#### RECORDS FOR THIS TASK:
■ ■ ■ ■ ■ ■ ■
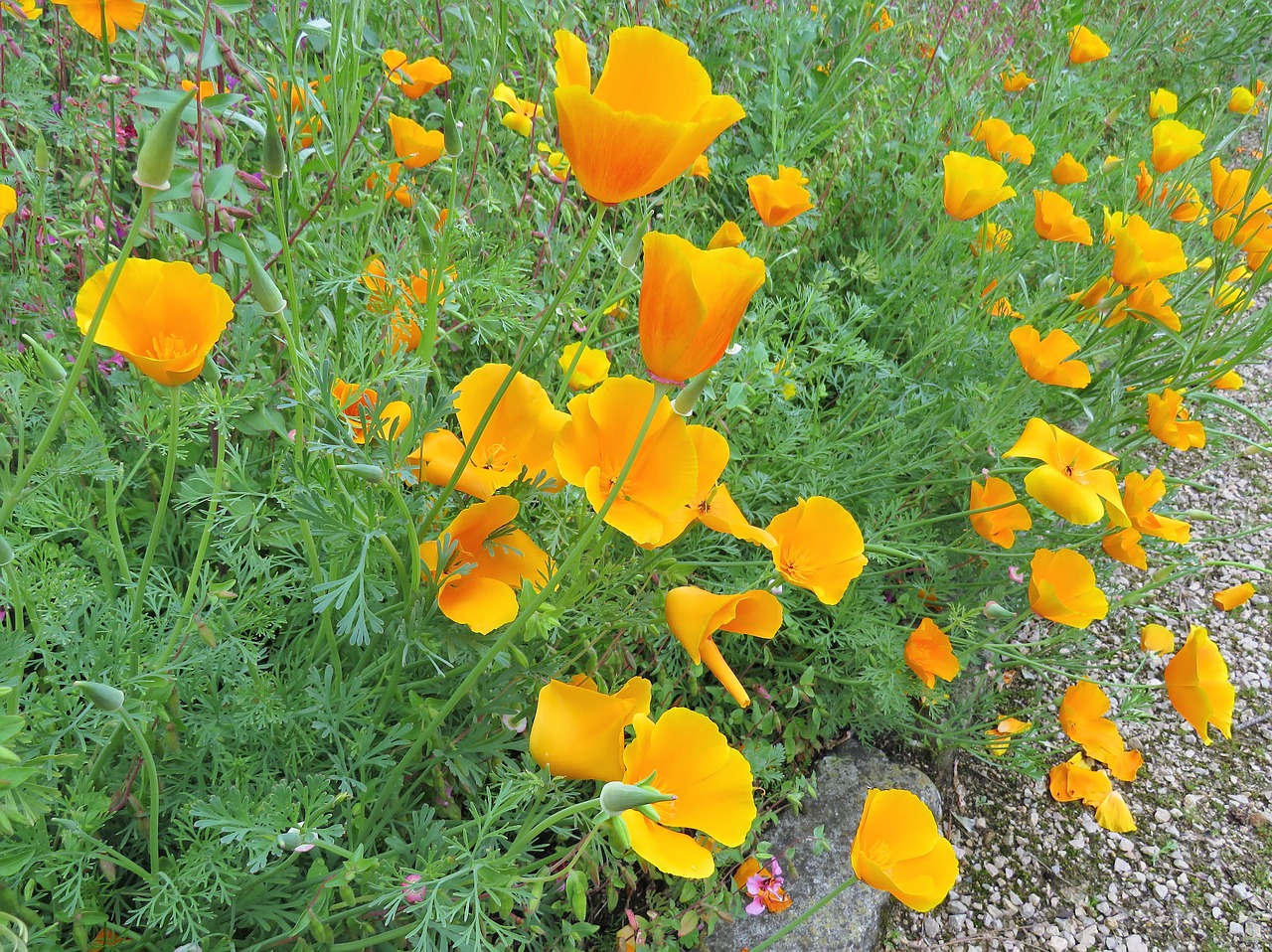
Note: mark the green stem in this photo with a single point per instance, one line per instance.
■ ■ ■ ■ ■ ■ ■
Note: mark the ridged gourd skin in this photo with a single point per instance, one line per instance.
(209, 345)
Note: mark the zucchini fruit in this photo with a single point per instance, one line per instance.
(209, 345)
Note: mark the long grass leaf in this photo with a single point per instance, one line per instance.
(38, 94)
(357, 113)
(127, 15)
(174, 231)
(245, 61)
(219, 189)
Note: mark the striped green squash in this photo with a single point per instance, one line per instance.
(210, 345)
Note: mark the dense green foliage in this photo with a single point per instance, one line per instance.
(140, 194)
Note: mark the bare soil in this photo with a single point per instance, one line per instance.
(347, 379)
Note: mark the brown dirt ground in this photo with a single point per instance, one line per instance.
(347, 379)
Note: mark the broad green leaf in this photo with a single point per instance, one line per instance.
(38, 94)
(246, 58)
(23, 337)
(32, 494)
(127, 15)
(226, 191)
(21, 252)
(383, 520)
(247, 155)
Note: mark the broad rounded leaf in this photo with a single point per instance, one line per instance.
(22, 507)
■ ■ ■ ■ ■ ■ ■
#### TO BE DONE:
Count the lines in the rows above that contain the word "broad", and reply with only that number.

#### COMPLETE RESPONSE:
2